_AIM OF THE TASK_
Lines before the one containing "Where can the large" are excluded; print that line and every line after it through the end of the material below, exactly.

========================================

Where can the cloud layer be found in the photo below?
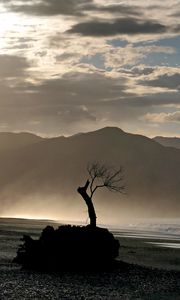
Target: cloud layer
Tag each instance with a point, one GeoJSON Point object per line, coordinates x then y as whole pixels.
{"type": "Point", "coordinates": [75, 65]}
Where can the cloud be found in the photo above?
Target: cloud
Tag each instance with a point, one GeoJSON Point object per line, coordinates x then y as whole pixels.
{"type": "Point", "coordinates": [12, 66]}
{"type": "Point", "coordinates": [48, 7]}
{"type": "Point", "coordinates": [170, 81]}
{"type": "Point", "coordinates": [119, 26]}
{"type": "Point", "coordinates": [162, 117]}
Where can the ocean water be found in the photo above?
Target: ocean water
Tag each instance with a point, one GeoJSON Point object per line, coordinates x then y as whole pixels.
{"type": "Point", "coordinates": [20, 284]}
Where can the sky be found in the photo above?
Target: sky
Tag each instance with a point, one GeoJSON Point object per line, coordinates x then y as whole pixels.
{"type": "Point", "coordinates": [69, 66]}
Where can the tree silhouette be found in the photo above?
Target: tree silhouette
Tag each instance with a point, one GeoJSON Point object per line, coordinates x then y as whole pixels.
{"type": "Point", "coordinates": [100, 176]}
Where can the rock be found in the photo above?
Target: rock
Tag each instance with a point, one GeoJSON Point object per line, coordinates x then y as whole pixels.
{"type": "Point", "coordinates": [69, 248]}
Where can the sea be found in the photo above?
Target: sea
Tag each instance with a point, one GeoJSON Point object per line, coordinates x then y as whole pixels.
{"type": "Point", "coordinates": [16, 283]}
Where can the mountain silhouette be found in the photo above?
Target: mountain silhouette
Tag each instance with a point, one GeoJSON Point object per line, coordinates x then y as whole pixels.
{"type": "Point", "coordinates": [168, 141]}
{"type": "Point", "coordinates": [45, 175]}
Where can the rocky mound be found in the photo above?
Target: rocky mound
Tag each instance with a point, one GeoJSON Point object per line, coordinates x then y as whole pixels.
{"type": "Point", "coordinates": [69, 248]}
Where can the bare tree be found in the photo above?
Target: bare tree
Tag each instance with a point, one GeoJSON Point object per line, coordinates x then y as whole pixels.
{"type": "Point", "coordinates": [100, 176]}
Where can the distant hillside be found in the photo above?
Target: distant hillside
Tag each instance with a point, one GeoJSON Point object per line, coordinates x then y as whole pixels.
{"type": "Point", "coordinates": [43, 177]}
{"type": "Point", "coordinates": [168, 141]}
{"type": "Point", "coordinates": [12, 141]}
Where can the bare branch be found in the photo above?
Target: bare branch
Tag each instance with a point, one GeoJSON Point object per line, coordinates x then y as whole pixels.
{"type": "Point", "coordinates": [104, 176]}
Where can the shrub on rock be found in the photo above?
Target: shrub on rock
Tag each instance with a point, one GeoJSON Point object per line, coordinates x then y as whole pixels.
{"type": "Point", "coordinates": [69, 248]}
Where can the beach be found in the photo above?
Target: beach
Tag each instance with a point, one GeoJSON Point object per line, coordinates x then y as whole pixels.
{"type": "Point", "coordinates": [148, 267]}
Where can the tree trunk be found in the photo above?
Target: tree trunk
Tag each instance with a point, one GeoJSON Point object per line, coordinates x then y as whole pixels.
{"type": "Point", "coordinates": [91, 211]}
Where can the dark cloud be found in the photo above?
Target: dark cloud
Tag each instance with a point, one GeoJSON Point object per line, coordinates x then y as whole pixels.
{"type": "Point", "coordinates": [119, 26]}
{"type": "Point", "coordinates": [115, 9]}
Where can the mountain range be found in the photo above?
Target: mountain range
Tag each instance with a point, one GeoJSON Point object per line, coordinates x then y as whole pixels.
{"type": "Point", "coordinates": [40, 176]}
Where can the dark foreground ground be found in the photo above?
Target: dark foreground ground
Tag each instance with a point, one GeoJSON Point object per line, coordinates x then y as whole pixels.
{"type": "Point", "coordinates": [131, 280]}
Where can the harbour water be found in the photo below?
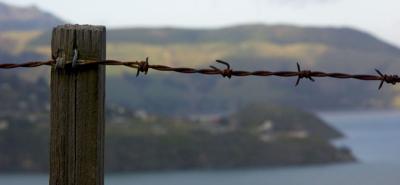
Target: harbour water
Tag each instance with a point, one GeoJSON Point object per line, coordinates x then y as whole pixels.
{"type": "Point", "coordinates": [374, 138]}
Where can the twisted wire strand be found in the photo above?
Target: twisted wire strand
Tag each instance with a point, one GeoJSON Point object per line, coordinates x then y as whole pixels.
{"type": "Point", "coordinates": [144, 66]}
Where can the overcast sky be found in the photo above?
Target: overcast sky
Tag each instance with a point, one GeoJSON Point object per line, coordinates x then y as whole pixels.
{"type": "Point", "coordinates": [380, 17]}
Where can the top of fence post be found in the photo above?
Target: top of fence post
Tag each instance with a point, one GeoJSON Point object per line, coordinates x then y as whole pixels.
{"type": "Point", "coordinates": [77, 106]}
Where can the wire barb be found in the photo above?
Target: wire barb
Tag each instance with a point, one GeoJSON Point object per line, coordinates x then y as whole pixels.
{"type": "Point", "coordinates": [226, 72]}
{"type": "Point", "coordinates": [303, 74]}
{"type": "Point", "coordinates": [142, 66]}
{"type": "Point", "coordinates": [390, 79]}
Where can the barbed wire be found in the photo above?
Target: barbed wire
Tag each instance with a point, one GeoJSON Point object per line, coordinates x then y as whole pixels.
{"type": "Point", "coordinates": [144, 66]}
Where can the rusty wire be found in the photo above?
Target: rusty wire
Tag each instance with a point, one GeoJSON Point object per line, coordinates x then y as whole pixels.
{"type": "Point", "coordinates": [144, 66]}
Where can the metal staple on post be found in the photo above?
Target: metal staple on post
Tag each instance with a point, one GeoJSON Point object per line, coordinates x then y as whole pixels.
{"type": "Point", "coordinates": [144, 66]}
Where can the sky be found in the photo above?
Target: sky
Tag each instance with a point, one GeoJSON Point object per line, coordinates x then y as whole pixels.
{"type": "Point", "coordinates": [378, 17]}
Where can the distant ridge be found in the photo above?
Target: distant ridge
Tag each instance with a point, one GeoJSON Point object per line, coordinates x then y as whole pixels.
{"type": "Point", "coordinates": [13, 18]}
{"type": "Point", "coordinates": [279, 34]}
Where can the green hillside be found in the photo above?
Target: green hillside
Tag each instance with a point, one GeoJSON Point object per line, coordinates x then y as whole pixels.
{"type": "Point", "coordinates": [248, 47]}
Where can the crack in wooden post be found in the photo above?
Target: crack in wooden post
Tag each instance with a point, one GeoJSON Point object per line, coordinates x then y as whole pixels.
{"type": "Point", "coordinates": [77, 107]}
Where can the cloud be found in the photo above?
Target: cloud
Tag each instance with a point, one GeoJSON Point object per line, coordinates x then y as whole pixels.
{"type": "Point", "coordinates": [301, 2]}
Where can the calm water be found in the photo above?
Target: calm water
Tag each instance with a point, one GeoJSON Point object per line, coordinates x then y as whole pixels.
{"type": "Point", "coordinates": [374, 138]}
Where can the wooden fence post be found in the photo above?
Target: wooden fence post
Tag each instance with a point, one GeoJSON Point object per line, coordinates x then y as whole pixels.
{"type": "Point", "coordinates": [77, 107]}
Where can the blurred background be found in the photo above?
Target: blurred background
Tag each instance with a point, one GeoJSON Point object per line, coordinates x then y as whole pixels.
{"type": "Point", "coordinates": [177, 129]}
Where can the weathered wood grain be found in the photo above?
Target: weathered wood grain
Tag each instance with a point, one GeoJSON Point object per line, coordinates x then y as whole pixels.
{"type": "Point", "coordinates": [77, 108]}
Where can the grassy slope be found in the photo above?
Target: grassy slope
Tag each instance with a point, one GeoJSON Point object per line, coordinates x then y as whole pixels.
{"type": "Point", "coordinates": [247, 47]}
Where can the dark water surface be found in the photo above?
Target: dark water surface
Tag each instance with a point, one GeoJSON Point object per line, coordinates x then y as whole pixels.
{"type": "Point", "coordinates": [374, 138]}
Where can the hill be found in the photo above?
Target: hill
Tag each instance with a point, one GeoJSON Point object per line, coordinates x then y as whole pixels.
{"type": "Point", "coordinates": [13, 18]}
{"type": "Point", "coordinates": [248, 47]}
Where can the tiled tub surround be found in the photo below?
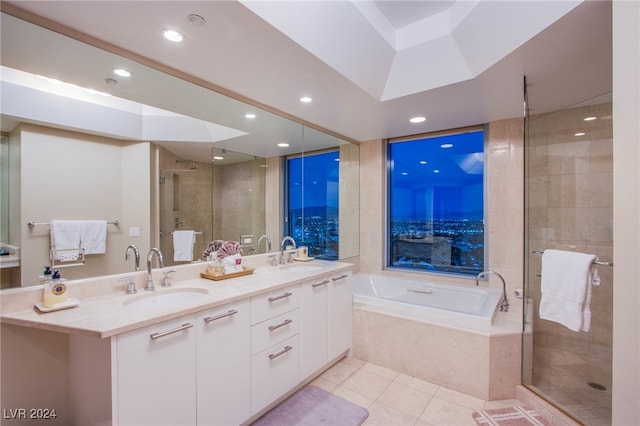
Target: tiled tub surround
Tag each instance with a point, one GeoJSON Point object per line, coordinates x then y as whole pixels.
{"type": "Point", "coordinates": [468, 356]}
{"type": "Point", "coordinates": [73, 353]}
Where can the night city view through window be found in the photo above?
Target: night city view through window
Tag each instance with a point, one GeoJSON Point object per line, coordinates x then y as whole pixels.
{"type": "Point", "coordinates": [436, 200]}
{"type": "Point", "coordinates": [313, 214]}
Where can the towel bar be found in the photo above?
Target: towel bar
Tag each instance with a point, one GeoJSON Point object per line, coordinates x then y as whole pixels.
{"type": "Point", "coordinates": [597, 262]}
{"type": "Point", "coordinates": [33, 224]}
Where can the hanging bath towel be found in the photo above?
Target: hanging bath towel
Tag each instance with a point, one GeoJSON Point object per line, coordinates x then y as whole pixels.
{"type": "Point", "coordinates": [183, 242]}
{"type": "Point", "coordinates": [566, 283]}
{"type": "Point", "coordinates": [65, 239]}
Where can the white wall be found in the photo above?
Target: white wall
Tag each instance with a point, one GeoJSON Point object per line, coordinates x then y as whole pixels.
{"type": "Point", "coordinates": [67, 175]}
{"type": "Point", "coordinates": [626, 212]}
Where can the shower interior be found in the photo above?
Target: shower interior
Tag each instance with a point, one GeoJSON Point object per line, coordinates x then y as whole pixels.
{"type": "Point", "coordinates": [569, 206]}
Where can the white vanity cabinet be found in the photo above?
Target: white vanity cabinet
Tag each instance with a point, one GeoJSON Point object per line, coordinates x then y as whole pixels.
{"type": "Point", "coordinates": [155, 374]}
{"type": "Point", "coordinates": [275, 349]}
{"type": "Point", "coordinates": [224, 364]}
{"type": "Point", "coordinates": [325, 320]}
{"type": "Point", "coordinates": [340, 314]}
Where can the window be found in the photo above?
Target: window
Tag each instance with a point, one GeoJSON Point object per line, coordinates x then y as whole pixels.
{"type": "Point", "coordinates": [312, 203]}
{"type": "Point", "coordinates": [436, 202]}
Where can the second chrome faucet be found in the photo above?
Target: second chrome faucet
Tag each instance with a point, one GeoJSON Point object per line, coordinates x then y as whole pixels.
{"type": "Point", "coordinates": [150, 286]}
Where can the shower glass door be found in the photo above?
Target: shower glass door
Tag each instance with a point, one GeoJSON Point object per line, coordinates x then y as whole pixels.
{"type": "Point", "coordinates": [569, 203]}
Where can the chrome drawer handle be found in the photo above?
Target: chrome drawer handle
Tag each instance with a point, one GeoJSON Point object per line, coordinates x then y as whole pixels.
{"type": "Point", "coordinates": [228, 314]}
{"type": "Point", "coordinates": [273, 299]}
{"type": "Point", "coordinates": [282, 324]}
{"type": "Point", "coordinates": [284, 351]}
{"type": "Point", "coordinates": [174, 330]}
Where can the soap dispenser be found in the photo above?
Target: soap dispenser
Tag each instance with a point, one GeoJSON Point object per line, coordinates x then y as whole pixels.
{"type": "Point", "coordinates": [46, 275]}
{"type": "Point", "coordinates": [55, 290]}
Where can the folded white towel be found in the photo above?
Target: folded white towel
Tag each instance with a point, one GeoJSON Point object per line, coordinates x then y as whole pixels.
{"type": "Point", "coordinates": [93, 236]}
{"type": "Point", "coordinates": [65, 239]}
{"type": "Point", "coordinates": [183, 242]}
{"type": "Point", "coordinates": [232, 263]}
{"type": "Point", "coordinates": [566, 283]}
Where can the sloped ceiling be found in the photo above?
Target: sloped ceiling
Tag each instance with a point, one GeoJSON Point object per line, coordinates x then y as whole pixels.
{"type": "Point", "coordinates": [370, 65]}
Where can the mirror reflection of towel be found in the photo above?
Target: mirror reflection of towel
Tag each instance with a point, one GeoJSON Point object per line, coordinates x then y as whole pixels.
{"type": "Point", "coordinates": [183, 242]}
{"type": "Point", "coordinates": [93, 236]}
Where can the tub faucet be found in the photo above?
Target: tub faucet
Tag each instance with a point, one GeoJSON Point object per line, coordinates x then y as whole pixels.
{"type": "Point", "coordinates": [136, 255]}
{"type": "Point", "coordinates": [268, 240]}
{"type": "Point", "coordinates": [150, 286]}
{"type": "Point", "coordinates": [283, 244]}
{"type": "Point", "coordinates": [504, 305]}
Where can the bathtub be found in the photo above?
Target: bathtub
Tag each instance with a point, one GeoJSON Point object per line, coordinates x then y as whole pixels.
{"type": "Point", "coordinates": [453, 303]}
{"type": "Point", "coordinates": [451, 335]}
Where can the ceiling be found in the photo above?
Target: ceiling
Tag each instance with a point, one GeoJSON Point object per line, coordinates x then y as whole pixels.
{"type": "Point", "coordinates": [370, 65]}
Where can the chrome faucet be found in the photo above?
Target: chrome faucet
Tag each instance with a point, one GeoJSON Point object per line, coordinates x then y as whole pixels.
{"type": "Point", "coordinates": [264, 237]}
{"type": "Point", "coordinates": [285, 240]}
{"type": "Point", "coordinates": [150, 286]}
{"type": "Point", "coordinates": [136, 254]}
{"type": "Point", "coordinates": [504, 305]}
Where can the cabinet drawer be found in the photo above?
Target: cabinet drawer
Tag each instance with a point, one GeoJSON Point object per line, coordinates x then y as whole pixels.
{"type": "Point", "coordinates": [275, 371]}
{"type": "Point", "coordinates": [274, 330]}
{"type": "Point", "coordinates": [274, 303]}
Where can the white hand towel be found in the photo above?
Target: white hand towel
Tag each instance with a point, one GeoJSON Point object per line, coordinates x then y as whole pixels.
{"type": "Point", "coordinates": [183, 242]}
{"type": "Point", "coordinates": [93, 236]}
{"type": "Point", "coordinates": [65, 239]}
{"type": "Point", "coordinates": [232, 263]}
{"type": "Point", "coordinates": [566, 283]}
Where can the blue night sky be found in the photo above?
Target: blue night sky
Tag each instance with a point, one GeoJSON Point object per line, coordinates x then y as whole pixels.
{"type": "Point", "coordinates": [432, 180]}
{"type": "Point", "coordinates": [320, 185]}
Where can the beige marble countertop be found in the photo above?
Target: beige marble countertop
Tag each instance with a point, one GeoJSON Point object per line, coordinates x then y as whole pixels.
{"type": "Point", "coordinates": [102, 311]}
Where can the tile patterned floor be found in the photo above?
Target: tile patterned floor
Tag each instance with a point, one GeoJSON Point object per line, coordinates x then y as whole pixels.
{"type": "Point", "coordinates": [396, 399]}
{"type": "Point", "coordinates": [564, 377]}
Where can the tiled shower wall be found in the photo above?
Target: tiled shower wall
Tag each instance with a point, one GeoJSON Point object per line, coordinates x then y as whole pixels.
{"type": "Point", "coordinates": [570, 203]}
{"type": "Point", "coordinates": [570, 207]}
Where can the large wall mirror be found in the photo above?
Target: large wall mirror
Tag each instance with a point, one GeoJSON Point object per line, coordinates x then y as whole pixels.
{"type": "Point", "coordinates": [162, 153]}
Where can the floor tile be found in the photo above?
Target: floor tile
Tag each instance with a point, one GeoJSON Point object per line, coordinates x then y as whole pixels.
{"type": "Point", "coordinates": [365, 383]}
{"type": "Point", "coordinates": [443, 412]}
{"type": "Point", "coordinates": [383, 415]}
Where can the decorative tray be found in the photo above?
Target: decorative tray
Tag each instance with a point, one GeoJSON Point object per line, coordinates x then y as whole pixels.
{"type": "Point", "coordinates": [246, 271]}
{"type": "Point", "coordinates": [72, 302]}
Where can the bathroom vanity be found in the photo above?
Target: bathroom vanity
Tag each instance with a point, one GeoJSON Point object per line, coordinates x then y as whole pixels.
{"type": "Point", "coordinates": [223, 354]}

========================================

_WRITTEN SOLUTION_
Where can the large wall mirror be found in the photo above?
Target: large wall mirror
Tag each instance with a point, one GeoJSON Point object per line, coordinates x then y as whole pixels.
{"type": "Point", "coordinates": [162, 153]}
Where can the floor tile be found in the photo above?
Target: floor tile
Tag each instance with a point, one GeoJSON Point object per line, coordinates x then y as whole pixels.
{"type": "Point", "coordinates": [365, 383]}
{"type": "Point", "coordinates": [443, 412]}
{"type": "Point", "coordinates": [383, 415]}
Where can the decorative tray be found in the photo above?
Target: decorative tray
Tag each instance with a point, one GeoJSON Point object per line, coordinates x then y as whole pixels.
{"type": "Point", "coordinates": [246, 271]}
{"type": "Point", "coordinates": [72, 302]}
Where can the bathroom vanity be found in the photo above?
Target: bathroom vanity
Tag each instance with a point, one GeoJSON Point object per line, coordinates x then y as whole pixels.
{"type": "Point", "coordinates": [223, 354]}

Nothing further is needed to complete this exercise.